Testo:

Corpo, violenza e pittura. La mostra di Miriam Cahn a Milano

Fra le protagoniste alla Biennale di Venezia curata da Cecilia Alemani, la pittura di Miriam Cahn è in scena all’ICA di Milano. Riflettori puntati sul corpo, anche nelle sue connotazioni più fisiche e crude

Miriam Cahn (Basilea, 1949) è doppiamente presente in Italia in queste settimane: alla Fondazione ICA di Milano con la mostra intitolata Gezeichnet, un’antologica esaustiva e intensa; alla Biennale di Venezia, con un generoso spazio riservatole da Cecilia Alemani, in cui è esposto un gruppo di lavori illuminanti. In entrambi i casi, si tratta di una produzione carica di indicazioni e traiettorie interpretative intorno a questioni che il nostro tempo sfiora ma non risolve. In primis, il tema del corpo: inquadrati nella dialettica personale/collettivo, i corpi ectoplasmatici e spettrali di Cahn si offrono come epifanie imperfette, emergenti da contesti disturbanti. Sono soggetti figurativi ma provengono da una lunga pratica segnica, frutto di un’astrazione gestuale, apparentata, con i debiti distinguo, all’automatismo psichico, caro al Surrealismo.

Miriam Cahn. Gezeichnet. Exhibition view at Fondazione ICA, Milano 2022. Courtesy l’artista e Fondazione ICA Milano. Photo Dario Lasagni

Miriam Cahn. Gezeichnet. Exhibition view at Fondazione ICA, Milano 2022. Courtesy l’artista e Fondazione ICA Milano. Photo Dario Lasagni

LA STORIA DI MIRIAM CAHN

Dopo la laurea all’Allgemeine Gewerbeschule di Basilea, Cahn ha iniziato a utilizzare il linguaggio pittorico producendo opere in bianco e nero su carta, coinvolgendo il suo corpo e convertendo il disegno in una pratica performativa. Ha dipinto sul pavimento del suo studio, nuda e bendata, per bloccare la vigilanza razionale sul processo creativo. Solo dagli Anni Novanta è approdata alla pittura a olio con l’obiettivo, ancora ben saldo, di intaccare la lettura del corpo alla luce di codici culturali e sociali standard e pacificati. Quelli che, ad esempio, indirizzano un corpo femminile armato di bastone, in evidente assetto da combattente, verso l’automatica identificazione con il maschile. O, viceversa, che dirigono il capo coperto da un velo musulmano alla polarità femminile, se non fosse per pene e testicoli che costringono a riconoscerne il contrario.

Dati estratti:
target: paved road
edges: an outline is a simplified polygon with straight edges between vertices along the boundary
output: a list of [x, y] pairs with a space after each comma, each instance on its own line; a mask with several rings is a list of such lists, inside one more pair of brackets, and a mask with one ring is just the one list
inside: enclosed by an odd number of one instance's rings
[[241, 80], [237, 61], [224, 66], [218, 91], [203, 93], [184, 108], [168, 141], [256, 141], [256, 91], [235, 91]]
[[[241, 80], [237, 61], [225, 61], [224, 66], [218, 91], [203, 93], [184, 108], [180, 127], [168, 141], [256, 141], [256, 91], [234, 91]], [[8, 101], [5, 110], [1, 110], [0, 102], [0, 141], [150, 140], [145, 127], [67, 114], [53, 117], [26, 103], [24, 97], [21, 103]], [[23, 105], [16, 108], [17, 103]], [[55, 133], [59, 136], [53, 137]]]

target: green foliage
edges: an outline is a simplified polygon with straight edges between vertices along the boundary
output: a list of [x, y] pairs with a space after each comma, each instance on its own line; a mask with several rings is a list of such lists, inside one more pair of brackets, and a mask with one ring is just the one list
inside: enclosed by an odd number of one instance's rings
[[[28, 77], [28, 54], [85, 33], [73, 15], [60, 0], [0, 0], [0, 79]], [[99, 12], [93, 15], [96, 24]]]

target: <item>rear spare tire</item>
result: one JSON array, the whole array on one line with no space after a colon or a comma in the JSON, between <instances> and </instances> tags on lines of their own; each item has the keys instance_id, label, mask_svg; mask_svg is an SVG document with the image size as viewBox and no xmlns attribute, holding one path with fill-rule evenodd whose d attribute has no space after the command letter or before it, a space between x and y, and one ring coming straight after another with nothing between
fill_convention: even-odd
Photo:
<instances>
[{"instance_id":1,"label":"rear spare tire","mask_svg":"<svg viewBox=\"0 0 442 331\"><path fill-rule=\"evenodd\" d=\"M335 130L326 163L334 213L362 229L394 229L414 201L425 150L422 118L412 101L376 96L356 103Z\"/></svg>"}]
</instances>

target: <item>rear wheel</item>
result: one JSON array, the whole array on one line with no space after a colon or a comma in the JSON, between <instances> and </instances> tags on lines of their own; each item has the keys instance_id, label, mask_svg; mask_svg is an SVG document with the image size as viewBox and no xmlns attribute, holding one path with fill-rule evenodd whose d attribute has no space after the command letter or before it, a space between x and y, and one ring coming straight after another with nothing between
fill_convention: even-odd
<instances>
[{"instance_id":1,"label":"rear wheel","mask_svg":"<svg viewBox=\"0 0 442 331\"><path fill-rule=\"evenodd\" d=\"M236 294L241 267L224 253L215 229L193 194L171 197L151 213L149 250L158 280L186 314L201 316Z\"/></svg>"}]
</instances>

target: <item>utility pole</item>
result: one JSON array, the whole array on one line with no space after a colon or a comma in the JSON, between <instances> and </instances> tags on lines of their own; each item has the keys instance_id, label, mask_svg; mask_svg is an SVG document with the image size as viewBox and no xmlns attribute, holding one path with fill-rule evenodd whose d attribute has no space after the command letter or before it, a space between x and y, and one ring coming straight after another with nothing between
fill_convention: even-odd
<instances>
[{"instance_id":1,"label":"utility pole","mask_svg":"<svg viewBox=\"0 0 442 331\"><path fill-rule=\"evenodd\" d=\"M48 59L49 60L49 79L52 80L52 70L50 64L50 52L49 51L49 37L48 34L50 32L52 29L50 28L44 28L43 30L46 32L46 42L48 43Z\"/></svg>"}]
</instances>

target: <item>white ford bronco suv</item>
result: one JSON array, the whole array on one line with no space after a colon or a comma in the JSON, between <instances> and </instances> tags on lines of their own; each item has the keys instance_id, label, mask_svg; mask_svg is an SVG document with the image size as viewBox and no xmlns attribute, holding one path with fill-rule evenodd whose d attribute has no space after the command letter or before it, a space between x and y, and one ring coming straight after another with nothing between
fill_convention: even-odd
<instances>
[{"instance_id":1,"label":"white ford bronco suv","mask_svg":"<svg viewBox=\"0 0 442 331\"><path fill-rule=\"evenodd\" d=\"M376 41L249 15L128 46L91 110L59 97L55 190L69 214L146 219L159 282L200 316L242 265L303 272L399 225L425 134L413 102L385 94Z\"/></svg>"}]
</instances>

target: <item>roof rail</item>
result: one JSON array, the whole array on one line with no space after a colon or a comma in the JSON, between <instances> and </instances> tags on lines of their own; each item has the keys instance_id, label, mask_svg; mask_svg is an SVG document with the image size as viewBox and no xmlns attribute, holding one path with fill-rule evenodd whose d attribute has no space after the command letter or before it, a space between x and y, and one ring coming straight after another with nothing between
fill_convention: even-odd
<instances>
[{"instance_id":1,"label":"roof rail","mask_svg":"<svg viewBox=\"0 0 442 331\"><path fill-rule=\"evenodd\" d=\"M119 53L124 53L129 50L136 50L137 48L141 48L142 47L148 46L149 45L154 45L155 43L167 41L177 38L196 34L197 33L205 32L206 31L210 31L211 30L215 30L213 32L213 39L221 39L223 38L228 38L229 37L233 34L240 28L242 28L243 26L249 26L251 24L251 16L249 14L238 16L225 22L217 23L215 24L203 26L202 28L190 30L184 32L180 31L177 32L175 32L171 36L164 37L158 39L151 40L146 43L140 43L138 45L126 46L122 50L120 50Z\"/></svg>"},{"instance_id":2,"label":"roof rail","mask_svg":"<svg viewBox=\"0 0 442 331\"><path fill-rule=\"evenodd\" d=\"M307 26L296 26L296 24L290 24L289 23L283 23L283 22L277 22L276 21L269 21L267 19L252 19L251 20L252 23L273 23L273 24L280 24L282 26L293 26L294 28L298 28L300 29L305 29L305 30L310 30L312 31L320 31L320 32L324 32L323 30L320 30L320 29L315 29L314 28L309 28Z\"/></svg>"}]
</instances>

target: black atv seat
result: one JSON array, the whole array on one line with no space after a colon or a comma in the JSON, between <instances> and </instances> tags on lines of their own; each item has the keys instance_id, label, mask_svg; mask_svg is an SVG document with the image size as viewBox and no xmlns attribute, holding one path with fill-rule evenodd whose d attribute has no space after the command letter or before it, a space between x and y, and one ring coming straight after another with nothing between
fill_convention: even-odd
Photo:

Consegna:
Restituisci parola per parola il brano del testo sulla mostra di Miriam Cahn che va da "Miriam Cahn (Basilea, 1949)" fino a "caro al Surrealismo." compreso. Il materiale non ha alcun legame con il testo.

Risposta all'esercizio:
Miriam Cahn (Basilea, 1949) è doppiamente presente in Italia in queste settimane: alla Fondazione ICA di Milano con la mostra intitolata Gezeichnet, un’antologica esaustiva e intensa; alla Biennale di Venezia, con un generoso spazio riservatole da Cecilia Alemani, in cui è esposto un gruppo di lavori illuminanti. In entrambi i casi, si tratta di una produzione carica di indicazioni e traiettorie interpretative intorno a questioni che il nostro tempo sfiora ma non risolve. In primis, il tema del corpo: inquadrati nella dialettica personale/collettivo, i corpi ectoplasmatici e spettrali di Cahn si offrono come epifanie imperfette, emergenti da contesti disturbanti. Sono soggetti figurativi ma provengono da una lunga pratica segnica, frutto di un’astrazione gestuale, apparentata, con i debiti distinguo, all’automatismo psichico, caro al Surrealismo.